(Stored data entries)
☆ ☆ ☆ ☆ ☆ ☆ ☆
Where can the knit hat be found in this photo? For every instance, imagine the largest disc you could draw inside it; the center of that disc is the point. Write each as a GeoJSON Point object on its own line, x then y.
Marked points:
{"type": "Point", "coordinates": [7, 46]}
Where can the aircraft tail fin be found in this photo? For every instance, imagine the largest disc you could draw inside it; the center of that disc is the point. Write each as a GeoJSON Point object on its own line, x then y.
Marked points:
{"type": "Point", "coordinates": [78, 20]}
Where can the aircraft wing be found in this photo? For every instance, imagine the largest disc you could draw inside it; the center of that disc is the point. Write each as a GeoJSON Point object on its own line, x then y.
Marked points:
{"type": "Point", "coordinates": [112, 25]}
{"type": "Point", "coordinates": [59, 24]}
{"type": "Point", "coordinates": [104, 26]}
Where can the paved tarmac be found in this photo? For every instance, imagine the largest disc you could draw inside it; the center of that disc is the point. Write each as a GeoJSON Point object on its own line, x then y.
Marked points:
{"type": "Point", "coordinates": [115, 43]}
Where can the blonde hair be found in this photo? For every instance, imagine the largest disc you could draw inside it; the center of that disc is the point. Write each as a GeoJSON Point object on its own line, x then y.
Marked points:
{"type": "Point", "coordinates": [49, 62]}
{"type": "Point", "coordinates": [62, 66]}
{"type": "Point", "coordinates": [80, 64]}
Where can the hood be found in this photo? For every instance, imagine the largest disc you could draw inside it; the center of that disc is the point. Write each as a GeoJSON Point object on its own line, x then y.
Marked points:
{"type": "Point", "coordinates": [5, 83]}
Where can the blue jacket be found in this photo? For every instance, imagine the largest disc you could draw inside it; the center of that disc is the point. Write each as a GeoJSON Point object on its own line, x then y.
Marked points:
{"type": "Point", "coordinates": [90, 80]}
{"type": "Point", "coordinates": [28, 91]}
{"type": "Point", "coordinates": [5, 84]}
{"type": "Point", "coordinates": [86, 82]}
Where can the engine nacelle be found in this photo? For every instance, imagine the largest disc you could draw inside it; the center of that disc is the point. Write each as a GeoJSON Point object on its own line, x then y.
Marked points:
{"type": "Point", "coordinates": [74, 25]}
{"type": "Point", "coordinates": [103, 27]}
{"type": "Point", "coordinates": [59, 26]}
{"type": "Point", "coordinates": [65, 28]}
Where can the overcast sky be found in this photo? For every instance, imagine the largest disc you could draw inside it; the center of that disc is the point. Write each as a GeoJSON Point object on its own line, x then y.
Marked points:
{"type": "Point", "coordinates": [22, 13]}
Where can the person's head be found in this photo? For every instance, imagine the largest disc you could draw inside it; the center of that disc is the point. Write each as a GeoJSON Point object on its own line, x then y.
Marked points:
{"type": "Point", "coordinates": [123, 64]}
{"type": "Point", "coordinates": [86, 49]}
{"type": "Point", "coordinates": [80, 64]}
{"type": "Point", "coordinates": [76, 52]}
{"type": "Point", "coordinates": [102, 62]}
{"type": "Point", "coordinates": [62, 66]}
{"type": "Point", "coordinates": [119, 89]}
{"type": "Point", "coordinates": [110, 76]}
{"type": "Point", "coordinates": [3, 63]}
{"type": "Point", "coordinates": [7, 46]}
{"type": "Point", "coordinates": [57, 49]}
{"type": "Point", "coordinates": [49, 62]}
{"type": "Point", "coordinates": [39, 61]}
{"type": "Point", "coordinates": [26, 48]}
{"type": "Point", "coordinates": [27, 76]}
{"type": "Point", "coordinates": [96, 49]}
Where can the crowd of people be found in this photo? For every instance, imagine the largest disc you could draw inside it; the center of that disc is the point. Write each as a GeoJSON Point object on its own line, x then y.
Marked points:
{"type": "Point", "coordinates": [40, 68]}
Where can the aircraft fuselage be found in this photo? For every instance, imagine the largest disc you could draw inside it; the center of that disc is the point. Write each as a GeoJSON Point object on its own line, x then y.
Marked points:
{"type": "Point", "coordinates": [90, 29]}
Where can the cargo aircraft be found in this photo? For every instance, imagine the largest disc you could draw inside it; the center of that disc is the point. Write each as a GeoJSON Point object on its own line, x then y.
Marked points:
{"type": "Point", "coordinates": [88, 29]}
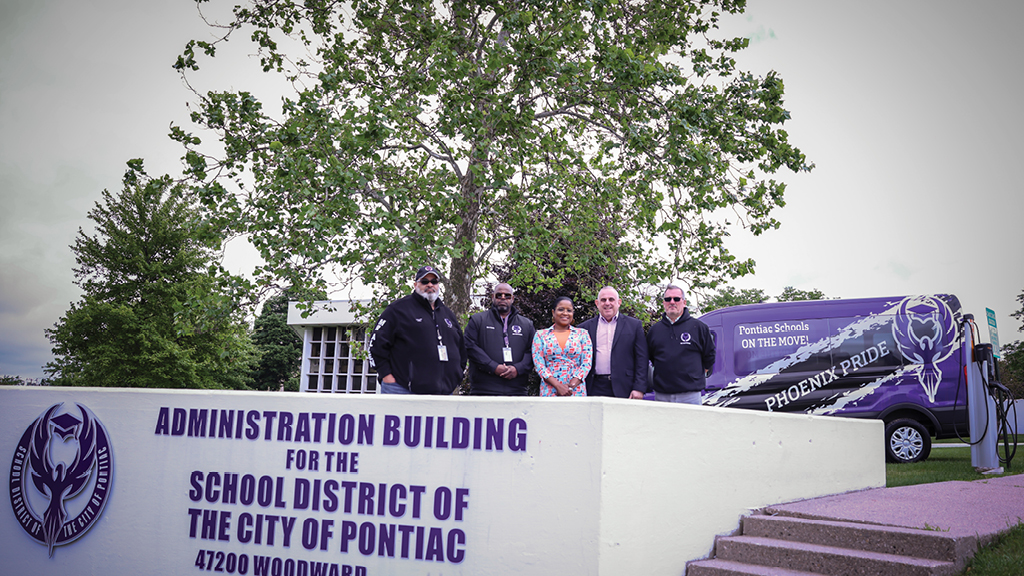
☆ ☆ ☆ ☆ ☆ ☆ ☆
Reproduce the listing above word for word, leaving out the picture.

Where can the knit hat be found in this photo? For every instance, imagine the largest disc you could draw inside it; the center of that disc is the point. Write each as a GeoJSON Point object on its own line, x then y.
Marked points:
{"type": "Point", "coordinates": [7, 46]}
Where can the aircraft tail fin be found in this photo? For every instance, imagine the largest disc you could draw inside it; the center of that disc is the point. Write each as a GeoJSON Point object on its own line, x then y.
Marked points:
{"type": "Point", "coordinates": [78, 20]}
Where can the aircraft wing be found in this photo? For every instance, imagine the largest disc you could draw inside it; the center of that disc is the point. Write each as a GeoJSON Point object on its own line, x then y.
Marked points:
{"type": "Point", "coordinates": [112, 25]}
{"type": "Point", "coordinates": [59, 24]}
{"type": "Point", "coordinates": [104, 26]}
Where can the paved tarmac be found in this photo? For every instance, imagine the largest disc you could draw inside it; the center of that disc is the point. Write each as a GeoJSON Point object on its own line, x then y.
Marked points:
{"type": "Point", "coordinates": [115, 43]}
Where can the blonde hair be found in this photo? For every instance, imagine the largest disc you could draw inside it; the center of that disc is the point. Write each as a GeoJSON Point object on its own line, x then y.
Marked points:
{"type": "Point", "coordinates": [49, 62]}
{"type": "Point", "coordinates": [62, 66]}
{"type": "Point", "coordinates": [80, 64]}
Where can the hood be found in this photo? For every instance, imagine the largest disc you could draw inside it; the center of that disc is the point. Write each as a GeoJSON Point object on its own line, x then y.
Marked points:
{"type": "Point", "coordinates": [5, 83]}
Where can the blue jacket be found in this photo? For every instance, imagine the largest disc you could draw inside it; the center of that disc is the point. Write each as a GeoJSON Point object on its own line, x then y.
Marked points:
{"type": "Point", "coordinates": [90, 80]}
{"type": "Point", "coordinates": [28, 91]}
{"type": "Point", "coordinates": [5, 84]}
{"type": "Point", "coordinates": [86, 82]}
Where can the engine nacelle be found in this photo? For every instance, imagine the largest disc you could draw inside it; the center of that disc is the point. Write each as a GeoJSON Point object on its own line, x then y.
Marked points:
{"type": "Point", "coordinates": [74, 25]}
{"type": "Point", "coordinates": [103, 27]}
{"type": "Point", "coordinates": [59, 26]}
{"type": "Point", "coordinates": [65, 28]}
Where can the overcast sky be found in this photo? For every instance, imagine the largest disc you could draw inside it; the center of that disc is the point. Write each as a GeoJSON Point object on its own line, x then y.
Marked points:
{"type": "Point", "coordinates": [22, 13]}
Where can the person's head be found in this photo? For every instance, imagine the largest disc you could draw inside it; the center of that disc is the point. Write each as a GeoJSON Point object on its own line, x then y.
Marked points:
{"type": "Point", "coordinates": [123, 64]}
{"type": "Point", "coordinates": [86, 49]}
{"type": "Point", "coordinates": [80, 64]}
{"type": "Point", "coordinates": [76, 52]}
{"type": "Point", "coordinates": [102, 62]}
{"type": "Point", "coordinates": [62, 66]}
{"type": "Point", "coordinates": [119, 89]}
{"type": "Point", "coordinates": [110, 76]}
{"type": "Point", "coordinates": [3, 63]}
{"type": "Point", "coordinates": [7, 46]}
{"type": "Point", "coordinates": [57, 49]}
{"type": "Point", "coordinates": [49, 62]}
{"type": "Point", "coordinates": [39, 61]}
{"type": "Point", "coordinates": [26, 48]}
{"type": "Point", "coordinates": [27, 76]}
{"type": "Point", "coordinates": [96, 49]}
Where can the crowd of people be found in this photo? For every instance, imagine the largest disc you could draw inside it; the center of that disc is the point. Write each as a GeoJSON Point object on its own line, x then y.
Marked points:
{"type": "Point", "coordinates": [40, 68]}
Where can the aircraft fuselage be found in this photo? For every instance, imagine the largest disc you could draw inside it; the center of that disc is the point. Write each as a GeoJSON Point object on its own line, x then y.
Marked points:
{"type": "Point", "coordinates": [90, 29]}
Where can the cargo aircraft be found in this photo? For every instance, imagine the largest disc you could draw inside it; the center of that disc is the point. Write each as a GeoJSON Point object on its own line, x then y.
Marked points:
{"type": "Point", "coordinates": [88, 29]}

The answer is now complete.